━━━ Input rows

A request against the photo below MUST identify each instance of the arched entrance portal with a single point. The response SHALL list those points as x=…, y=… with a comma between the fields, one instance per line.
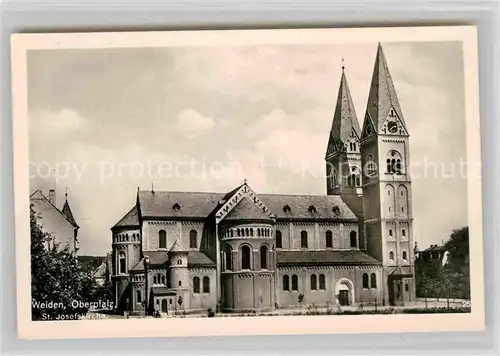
x=344, y=291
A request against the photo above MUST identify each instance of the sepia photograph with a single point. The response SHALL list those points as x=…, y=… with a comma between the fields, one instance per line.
x=247, y=176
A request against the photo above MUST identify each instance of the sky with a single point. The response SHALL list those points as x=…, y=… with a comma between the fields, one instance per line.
x=106, y=121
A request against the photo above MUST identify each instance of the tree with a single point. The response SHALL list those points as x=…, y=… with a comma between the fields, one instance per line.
x=58, y=285
x=457, y=265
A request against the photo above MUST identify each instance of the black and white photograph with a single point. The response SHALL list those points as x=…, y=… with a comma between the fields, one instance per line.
x=228, y=176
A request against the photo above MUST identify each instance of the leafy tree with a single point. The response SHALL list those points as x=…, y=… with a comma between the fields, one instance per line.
x=457, y=265
x=58, y=284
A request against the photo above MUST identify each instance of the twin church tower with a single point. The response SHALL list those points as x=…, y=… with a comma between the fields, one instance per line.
x=368, y=168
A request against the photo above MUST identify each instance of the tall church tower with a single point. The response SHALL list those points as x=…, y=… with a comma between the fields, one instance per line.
x=385, y=155
x=343, y=156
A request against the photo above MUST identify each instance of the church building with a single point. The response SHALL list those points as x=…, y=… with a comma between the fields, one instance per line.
x=242, y=251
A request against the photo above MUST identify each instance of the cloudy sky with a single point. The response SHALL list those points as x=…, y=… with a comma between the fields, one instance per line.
x=203, y=119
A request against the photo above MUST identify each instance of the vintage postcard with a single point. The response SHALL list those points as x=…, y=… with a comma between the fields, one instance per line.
x=247, y=182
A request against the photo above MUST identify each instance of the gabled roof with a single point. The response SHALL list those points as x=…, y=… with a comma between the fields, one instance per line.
x=382, y=96
x=192, y=204
x=129, y=219
x=177, y=247
x=345, y=121
x=324, y=258
x=200, y=205
x=245, y=209
x=37, y=195
x=68, y=213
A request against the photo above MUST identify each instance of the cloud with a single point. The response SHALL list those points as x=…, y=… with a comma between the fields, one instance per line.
x=59, y=122
x=192, y=122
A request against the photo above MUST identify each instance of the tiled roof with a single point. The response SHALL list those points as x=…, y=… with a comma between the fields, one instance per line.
x=37, y=195
x=163, y=291
x=382, y=94
x=299, y=206
x=69, y=214
x=246, y=209
x=129, y=219
x=435, y=248
x=192, y=204
x=199, y=259
x=334, y=257
x=403, y=271
x=200, y=205
x=177, y=247
x=345, y=120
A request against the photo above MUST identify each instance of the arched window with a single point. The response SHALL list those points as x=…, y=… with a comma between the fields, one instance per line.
x=123, y=262
x=329, y=239
x=245, y=257
x=365, y=281
x=279, y=242
x=313, y=282
x=228, y=256
x=196, y=285
x=295, y=282
x=373, y=281
x=162, y=237
x=286, y=283
x=193, y=239
x=354, y=237
x=322, y=285
x=263, y=257
x=303, y=239
x=206, y=285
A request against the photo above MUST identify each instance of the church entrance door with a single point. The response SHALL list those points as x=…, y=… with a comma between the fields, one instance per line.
x=344, y=297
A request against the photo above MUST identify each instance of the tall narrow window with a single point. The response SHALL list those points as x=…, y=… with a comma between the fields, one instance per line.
x=295, y=282
x=279, y=242
x=303, y=239
x=206, y=285
x=322, y=282
x=365, y=281
x=228, y=256
x=354, y=238
x=329, y=239
x=162, y=237
x=263, y=257
x=373, y=281
x=196, y=285
x=313, y=282
x=245, y=257
x=286, y=283
x=122, y=262
x=193, y=237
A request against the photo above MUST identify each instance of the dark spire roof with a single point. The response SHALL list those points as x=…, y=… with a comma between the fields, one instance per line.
x=66, y=210
x=344, y=118
x=382, y=93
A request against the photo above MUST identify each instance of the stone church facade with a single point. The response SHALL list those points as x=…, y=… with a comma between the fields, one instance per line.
x=244, y=251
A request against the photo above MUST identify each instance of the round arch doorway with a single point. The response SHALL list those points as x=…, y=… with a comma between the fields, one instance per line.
x=344, y=291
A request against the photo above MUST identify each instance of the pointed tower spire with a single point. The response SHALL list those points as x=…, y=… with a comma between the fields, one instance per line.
x=382, y=97
x=345, y=122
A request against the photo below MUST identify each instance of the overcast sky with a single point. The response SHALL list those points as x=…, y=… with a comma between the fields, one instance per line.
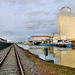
x=20, y=19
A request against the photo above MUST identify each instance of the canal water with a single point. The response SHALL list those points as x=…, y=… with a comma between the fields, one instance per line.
x=61, y=56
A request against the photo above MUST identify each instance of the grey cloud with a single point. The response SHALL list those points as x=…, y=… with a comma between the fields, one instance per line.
x=38, y=12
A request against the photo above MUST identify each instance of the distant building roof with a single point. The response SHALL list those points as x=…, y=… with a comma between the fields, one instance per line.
x=40, y=36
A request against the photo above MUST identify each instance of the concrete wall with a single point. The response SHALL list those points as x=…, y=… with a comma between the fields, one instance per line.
x=39, y=39
x=66, y=24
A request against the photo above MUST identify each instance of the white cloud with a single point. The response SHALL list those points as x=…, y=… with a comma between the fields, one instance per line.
x=30, y=17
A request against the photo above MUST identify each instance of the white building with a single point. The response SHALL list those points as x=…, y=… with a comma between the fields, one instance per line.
x=38, y=39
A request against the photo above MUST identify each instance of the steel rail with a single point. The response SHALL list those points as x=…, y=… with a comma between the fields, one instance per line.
x=5, y=56
x=19, y=62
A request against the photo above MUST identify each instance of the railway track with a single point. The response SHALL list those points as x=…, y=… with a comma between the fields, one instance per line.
x=10, y=64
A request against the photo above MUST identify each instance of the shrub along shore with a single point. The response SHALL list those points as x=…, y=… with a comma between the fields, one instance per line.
x=47, y=68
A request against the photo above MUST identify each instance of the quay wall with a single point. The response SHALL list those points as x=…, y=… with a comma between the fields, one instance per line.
x=28, y=66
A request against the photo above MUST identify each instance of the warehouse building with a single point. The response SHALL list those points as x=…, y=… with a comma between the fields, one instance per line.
x=36, y=40
x=66, y=23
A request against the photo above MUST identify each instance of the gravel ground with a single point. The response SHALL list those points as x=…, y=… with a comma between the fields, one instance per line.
x=10, y=66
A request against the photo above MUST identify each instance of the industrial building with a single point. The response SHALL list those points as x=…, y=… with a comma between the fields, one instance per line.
x=66, y=24
x=36, y=40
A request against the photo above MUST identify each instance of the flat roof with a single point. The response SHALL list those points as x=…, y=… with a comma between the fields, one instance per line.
x=40, y=36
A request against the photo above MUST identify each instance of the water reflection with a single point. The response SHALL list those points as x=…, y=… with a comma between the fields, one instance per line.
x=62, y=56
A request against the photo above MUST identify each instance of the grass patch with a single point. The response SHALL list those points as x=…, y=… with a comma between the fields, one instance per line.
x=46, y=68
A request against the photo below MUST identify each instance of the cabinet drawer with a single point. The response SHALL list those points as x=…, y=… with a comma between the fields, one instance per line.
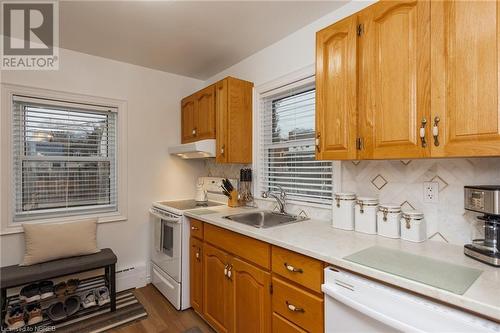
x=281, y=325
x=297, y=305
x=301, y=269
x=196, y=229
x=245, y=247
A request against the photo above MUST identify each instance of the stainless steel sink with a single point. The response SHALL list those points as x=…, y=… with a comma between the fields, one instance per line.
x=265, y=219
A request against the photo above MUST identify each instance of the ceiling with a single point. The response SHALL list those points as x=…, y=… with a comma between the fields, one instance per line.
x=190, y=38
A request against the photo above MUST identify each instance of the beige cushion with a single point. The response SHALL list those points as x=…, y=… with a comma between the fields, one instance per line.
x=50, y=241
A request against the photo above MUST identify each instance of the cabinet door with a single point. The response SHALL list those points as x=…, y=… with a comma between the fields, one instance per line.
x=187, y=120
x=196, y=274
x=221, y=108
x=336, y=80
x=466, y=77
x=205, y=113
x=251, y=302
x=395, y=79
x=216, y=289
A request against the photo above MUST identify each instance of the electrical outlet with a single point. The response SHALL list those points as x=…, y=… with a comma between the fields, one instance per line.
x=431, y=192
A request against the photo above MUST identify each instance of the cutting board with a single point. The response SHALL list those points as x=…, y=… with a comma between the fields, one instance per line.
x=440, y=274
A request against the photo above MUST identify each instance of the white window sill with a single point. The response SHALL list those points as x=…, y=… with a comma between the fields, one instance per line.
x=17, y=228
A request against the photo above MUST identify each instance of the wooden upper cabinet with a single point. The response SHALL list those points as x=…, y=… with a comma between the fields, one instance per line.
x=217, y=291
x=251, y=302
x=465, y=37
x=205, y=113
x=394, y=84
x=196, y=274
x=336, y=96
x=234, y=120
x=188, y=120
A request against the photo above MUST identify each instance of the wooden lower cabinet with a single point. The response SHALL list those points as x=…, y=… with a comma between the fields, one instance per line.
x=234, y=294
x=251, y=298
x=196, y=274
x=217, y=293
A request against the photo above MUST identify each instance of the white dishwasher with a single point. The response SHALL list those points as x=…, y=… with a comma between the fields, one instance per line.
x=356, y=304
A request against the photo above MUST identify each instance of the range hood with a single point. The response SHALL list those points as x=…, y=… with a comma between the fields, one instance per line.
x=198, y=149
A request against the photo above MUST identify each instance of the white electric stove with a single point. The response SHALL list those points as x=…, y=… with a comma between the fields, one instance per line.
x=170, y=248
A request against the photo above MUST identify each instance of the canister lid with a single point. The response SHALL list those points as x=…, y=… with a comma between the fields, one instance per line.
x=368, y=200
x=345, y=195
x=390, y=207
x=413, y=214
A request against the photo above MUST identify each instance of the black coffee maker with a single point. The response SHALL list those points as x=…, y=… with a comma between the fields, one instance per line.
x=485, y=246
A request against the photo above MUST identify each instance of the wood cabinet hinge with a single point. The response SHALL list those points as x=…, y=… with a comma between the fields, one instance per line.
x=359, y=30
x=359, y=143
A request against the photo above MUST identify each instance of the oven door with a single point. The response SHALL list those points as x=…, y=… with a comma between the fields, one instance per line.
x=166, y=253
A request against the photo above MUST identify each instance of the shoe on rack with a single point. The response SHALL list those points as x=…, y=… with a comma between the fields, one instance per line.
x=56, y=311
x=34, y=312
x=88, y=299
x=14, y=318
x=30, y=293
x=60, y=289
x=46, y=289
x=72, y=285
x=72, y=305
x=102, y=295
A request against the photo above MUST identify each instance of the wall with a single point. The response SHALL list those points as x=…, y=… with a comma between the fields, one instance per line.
x=153, y=111
x=399, y=181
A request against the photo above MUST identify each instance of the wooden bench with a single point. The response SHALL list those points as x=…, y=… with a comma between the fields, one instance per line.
x=16, y=276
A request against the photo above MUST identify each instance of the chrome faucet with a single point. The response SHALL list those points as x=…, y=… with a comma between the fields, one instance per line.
x=280, y=198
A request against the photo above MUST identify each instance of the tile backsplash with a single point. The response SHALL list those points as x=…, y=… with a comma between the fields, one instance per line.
x=401, y=182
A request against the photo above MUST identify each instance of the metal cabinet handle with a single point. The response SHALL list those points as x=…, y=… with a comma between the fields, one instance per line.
x=293, y=269
x=293, y=308
x=422, y=133
x=435, y=131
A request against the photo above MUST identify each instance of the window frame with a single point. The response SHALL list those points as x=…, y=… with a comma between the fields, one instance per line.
x=295, y=79
x=7, y=185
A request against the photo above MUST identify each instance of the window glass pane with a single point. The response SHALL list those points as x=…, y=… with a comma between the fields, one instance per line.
x=288, y=150
x=64, y=160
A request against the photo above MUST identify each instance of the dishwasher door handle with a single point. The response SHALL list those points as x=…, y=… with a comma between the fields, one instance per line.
x=370, y=312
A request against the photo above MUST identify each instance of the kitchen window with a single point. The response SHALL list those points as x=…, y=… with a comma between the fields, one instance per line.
x=64, y=158
x=287, y=147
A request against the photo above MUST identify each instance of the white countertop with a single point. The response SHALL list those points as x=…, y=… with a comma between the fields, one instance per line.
x=318, y=239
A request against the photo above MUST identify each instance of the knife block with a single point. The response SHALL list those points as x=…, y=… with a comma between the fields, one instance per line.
x=233, y=199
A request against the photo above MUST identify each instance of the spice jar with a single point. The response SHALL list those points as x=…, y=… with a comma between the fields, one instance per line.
x=365, y=215
x=388, y=217
x=343, y=210
x=413, y=226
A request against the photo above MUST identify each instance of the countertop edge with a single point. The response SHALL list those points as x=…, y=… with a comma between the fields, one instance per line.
x=440, y=295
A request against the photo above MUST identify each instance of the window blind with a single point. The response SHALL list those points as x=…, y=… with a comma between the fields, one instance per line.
x=288, y=146
x=64, y=158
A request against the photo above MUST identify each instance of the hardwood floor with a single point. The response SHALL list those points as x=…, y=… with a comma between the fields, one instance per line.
x=162, y=316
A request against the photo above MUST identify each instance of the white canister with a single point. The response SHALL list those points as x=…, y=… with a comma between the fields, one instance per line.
x=365, y=215
x=388, y=217
x=343, y=210
x=413, y=226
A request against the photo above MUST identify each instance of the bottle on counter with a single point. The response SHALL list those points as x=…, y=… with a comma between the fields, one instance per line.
x=388, y=220
x=343, y=210
x=365, y=215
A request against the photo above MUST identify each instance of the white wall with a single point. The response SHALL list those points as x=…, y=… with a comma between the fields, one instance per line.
x=153, y=99
x=290, y=54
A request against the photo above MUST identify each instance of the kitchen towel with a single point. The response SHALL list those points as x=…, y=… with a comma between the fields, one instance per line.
x=440, y=274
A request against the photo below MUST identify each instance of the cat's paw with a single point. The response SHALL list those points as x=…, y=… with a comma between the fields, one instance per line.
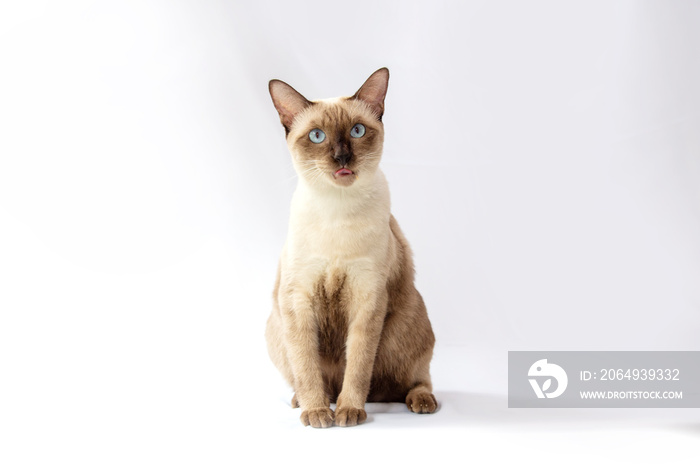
x=421, y=402
x=346, y=417
x=317, y=417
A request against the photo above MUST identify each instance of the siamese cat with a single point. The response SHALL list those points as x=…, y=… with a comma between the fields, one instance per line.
x=347, y=324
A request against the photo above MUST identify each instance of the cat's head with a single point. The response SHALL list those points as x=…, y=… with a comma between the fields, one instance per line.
x=334, y=142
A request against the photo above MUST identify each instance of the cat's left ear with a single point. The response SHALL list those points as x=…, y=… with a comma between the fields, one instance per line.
x=288, y=102
x=373, y=91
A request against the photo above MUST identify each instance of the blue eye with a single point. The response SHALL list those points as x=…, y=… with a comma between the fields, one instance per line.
x=317, y=136
x=358, y=130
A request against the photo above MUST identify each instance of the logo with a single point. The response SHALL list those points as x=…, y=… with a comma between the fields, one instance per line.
x=543, y=370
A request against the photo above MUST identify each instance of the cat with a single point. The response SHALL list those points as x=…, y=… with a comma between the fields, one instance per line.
x=347, y=325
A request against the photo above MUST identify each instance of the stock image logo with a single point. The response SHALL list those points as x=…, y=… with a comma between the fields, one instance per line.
x=544, y=371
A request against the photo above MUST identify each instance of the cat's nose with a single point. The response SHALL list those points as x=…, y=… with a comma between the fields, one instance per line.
x=342, y=157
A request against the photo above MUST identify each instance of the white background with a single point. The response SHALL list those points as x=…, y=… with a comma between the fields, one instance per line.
x=544, y=163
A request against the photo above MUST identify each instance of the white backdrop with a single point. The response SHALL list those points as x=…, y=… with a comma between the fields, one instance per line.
x=544, y=162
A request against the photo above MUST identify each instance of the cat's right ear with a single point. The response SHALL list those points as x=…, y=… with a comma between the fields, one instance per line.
x=288, y=102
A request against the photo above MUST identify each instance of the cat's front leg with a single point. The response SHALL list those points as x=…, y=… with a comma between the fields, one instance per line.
x=365, y=328
x=301, y=341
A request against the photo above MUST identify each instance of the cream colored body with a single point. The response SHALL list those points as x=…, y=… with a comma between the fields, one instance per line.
x=347, y=322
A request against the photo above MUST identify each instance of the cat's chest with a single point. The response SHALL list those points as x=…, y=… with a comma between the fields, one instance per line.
x=338, y=236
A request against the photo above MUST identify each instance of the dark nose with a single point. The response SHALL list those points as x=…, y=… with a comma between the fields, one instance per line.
x=342, y=154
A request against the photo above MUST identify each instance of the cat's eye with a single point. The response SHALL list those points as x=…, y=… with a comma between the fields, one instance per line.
x=358, y=130
x=317, y=136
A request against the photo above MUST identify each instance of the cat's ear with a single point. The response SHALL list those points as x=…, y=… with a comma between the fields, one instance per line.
x=288, y=102
x=373, y=91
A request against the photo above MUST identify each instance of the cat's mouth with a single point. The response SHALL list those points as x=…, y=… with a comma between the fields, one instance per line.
x=343, y=172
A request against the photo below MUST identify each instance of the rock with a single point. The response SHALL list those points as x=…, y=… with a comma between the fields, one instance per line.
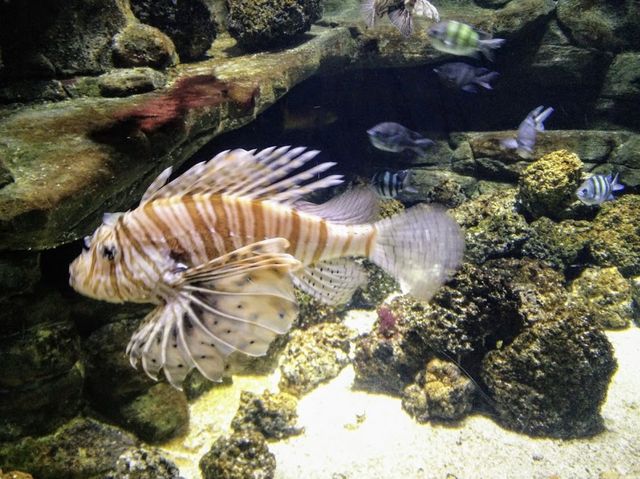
x=157, y=415
x=387, y=359
x=19, y=272
x=559, y=245
x=548, y=185
x=40, y=407
x=606, y=295
x=606, y=26
x=266, y=24
x=239, y=456
x=83, y=447
x=493, y=227
x=138, y=463
x=314, y=356
x=440, y=392
x=272, y=415
x=553, y=378
x=614, y=237
x=42, y=352
x=140, y=45
x=130, y=81
x=46, y=40
x=188, y=23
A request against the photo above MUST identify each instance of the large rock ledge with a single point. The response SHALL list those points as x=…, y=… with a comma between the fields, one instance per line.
x=63, y=164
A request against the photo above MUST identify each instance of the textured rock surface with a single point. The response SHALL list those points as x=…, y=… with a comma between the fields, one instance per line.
x=239, y=456
x=314, y=356
x=606, y=295
x=264, y=24
x=82, y=448
x=272, y=415
x=140, y=45
x=552, y=379
x=440, y=392
x=138, y=463
x=548, y=185
x=187, y=22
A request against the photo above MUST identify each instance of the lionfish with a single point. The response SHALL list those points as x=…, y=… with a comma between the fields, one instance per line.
x=220, y=248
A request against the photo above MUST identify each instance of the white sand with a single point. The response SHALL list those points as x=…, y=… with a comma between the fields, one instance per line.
x=388, y=444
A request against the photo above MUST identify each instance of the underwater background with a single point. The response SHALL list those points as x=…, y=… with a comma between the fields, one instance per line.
x=523, y=365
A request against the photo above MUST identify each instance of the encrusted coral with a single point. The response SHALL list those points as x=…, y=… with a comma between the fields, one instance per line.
x=239, y=456
x=548, y=185
x=264, y=24
x=441, y=391
x=606, y=295
x=272, y=415
x=615, y=238
x=314, y=356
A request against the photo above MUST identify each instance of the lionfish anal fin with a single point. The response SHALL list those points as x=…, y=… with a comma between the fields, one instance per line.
x=238, y=302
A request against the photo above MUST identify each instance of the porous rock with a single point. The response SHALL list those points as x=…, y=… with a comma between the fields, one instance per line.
x=83, y=447
x=264, y=24
x=548, y=185
x=139, y=463
x=272, y=415
x=440, y=392
x=157, y=415
x=188, y=23
x=239, y=456
x=314, y=356
x=140, y=45
x=552, y=379
x=606, y=295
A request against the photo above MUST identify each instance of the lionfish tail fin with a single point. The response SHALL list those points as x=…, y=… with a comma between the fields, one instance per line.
x=238, y=302
x=421, y=248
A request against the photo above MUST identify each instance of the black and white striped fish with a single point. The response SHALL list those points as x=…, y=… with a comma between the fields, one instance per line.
x=219, y=250
x=598, y=188
x=389, y=184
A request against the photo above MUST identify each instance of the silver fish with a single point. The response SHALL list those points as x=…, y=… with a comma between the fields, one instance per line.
x=465, y=77
x=598, y=188
x=525, y=142
x=389, y=184
x=400, y=12
x=394, y=137
x=459, y=38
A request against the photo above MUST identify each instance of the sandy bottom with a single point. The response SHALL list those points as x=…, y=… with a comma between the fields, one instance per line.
x=353, y=435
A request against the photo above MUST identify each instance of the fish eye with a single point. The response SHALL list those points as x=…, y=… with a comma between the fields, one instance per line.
x=109, y=252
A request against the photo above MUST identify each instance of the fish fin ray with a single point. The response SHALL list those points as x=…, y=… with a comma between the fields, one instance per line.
x=357, y=205
x=332, y=281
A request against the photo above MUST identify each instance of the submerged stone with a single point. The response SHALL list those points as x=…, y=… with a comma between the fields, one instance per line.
x=239, y=456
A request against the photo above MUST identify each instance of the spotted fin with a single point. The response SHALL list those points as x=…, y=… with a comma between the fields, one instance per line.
x=269, y=174
x=333, y=281
x=238, y=302
x=357, y=205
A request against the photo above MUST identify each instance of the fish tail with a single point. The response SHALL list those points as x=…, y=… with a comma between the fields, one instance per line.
x=488, y=45
x=421, y=248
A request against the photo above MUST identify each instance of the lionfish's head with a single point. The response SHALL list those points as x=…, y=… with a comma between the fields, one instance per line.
x=104, y=270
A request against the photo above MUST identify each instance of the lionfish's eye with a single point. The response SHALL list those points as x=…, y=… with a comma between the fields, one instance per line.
x=109, y=252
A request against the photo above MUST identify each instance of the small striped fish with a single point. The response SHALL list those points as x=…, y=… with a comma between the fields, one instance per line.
x=459, y=38
x=219, y=250
x=389, y=184
x=598, y=188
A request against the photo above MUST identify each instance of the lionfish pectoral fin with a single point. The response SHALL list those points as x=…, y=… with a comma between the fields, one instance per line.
x=275, y=174
x=401, y=19
x=331, y=281
x=357, y=205
x=238, y=302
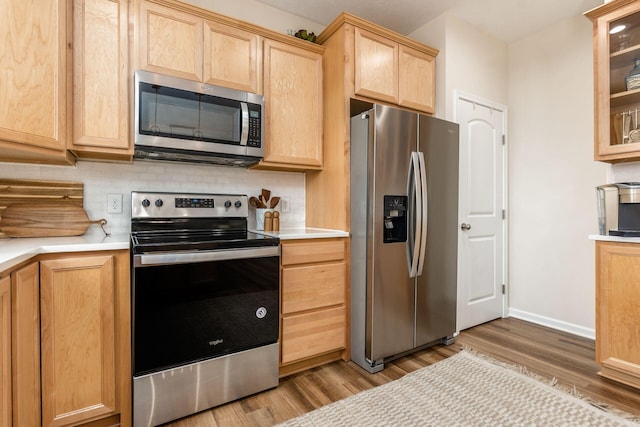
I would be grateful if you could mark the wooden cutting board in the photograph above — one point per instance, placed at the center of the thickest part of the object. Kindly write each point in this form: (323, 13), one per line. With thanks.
(13, 191)
(45, 220)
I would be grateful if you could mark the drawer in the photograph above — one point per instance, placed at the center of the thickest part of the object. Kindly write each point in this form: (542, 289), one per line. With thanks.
(313, 286)
(311, 334)
(318, 250)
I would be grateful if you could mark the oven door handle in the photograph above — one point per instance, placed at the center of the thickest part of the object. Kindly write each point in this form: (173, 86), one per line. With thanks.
(145, 260)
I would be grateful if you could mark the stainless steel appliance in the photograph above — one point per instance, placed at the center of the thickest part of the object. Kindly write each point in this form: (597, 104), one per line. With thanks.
(186, 121)
(619, 209)
(205, 303)
(404, 228)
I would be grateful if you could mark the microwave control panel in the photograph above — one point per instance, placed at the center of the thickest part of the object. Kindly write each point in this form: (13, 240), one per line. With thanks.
(254, 139)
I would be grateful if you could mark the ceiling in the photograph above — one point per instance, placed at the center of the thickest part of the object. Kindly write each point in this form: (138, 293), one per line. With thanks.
(508, 20)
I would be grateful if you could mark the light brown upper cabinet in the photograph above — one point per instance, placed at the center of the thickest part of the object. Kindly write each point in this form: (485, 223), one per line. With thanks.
(616, 44)
(293, 104)
(35, 83)
(184, 43)
(389, 71)
(170, 41)
(376, 66)
(101, 85)
(416, 79)
(231, 57)
(362, 62)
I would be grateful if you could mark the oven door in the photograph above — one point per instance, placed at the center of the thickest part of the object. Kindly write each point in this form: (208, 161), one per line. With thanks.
(193, 306)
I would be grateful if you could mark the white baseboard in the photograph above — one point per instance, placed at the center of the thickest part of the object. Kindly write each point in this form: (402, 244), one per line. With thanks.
(553, 323)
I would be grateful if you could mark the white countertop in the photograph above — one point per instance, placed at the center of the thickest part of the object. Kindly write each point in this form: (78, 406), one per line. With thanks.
(614, 238)
(16, 250)
(303, 233)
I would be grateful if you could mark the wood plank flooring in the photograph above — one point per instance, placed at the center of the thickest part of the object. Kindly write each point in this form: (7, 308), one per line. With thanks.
(544, 351)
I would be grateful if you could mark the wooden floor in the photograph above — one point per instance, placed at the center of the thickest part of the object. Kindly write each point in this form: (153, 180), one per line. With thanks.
(544, 351)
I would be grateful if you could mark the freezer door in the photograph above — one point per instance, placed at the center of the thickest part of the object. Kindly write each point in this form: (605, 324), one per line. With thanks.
(437, 286)
(391, 324)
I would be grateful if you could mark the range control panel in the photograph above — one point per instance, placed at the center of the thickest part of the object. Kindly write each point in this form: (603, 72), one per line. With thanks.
(188, 205)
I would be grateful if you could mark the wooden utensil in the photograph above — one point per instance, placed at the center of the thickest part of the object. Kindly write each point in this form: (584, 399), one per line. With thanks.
(46, 220)
(253, 201)
(265, 196)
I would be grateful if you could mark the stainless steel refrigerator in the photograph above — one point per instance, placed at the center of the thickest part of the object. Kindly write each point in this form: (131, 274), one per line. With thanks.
(404, 233)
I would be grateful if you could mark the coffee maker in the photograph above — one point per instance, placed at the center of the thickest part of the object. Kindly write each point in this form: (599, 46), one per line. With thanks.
(619, 209)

━━━━━━

Render the data above as a JSON list of strings, from the line containing "of the silver" down to the line containing "x=353, y=435", both included. Give one string per line and leave out any blank lines.

§ **Right answer**:
[
  "A request against the photo above MUST identify each instance of the silver fish with a single point. The response SHALL list those points as x=…, y=… with a comma between the fields, one instance per line.",
  "x=465, y=77",
  "x=598, y=188",
  "x=525, y=142",
  "x=389, y=184",
  "x=400, y=12",
  "x=394, y=137",
  "x=459, y=38",
  "A request against the photo above MUST identify each instance of the sandy bottom with a single point. The response SHALL list those points as x=…, y=… with a comma between the fields, one instance per line.",
  "x=353, y=435"
]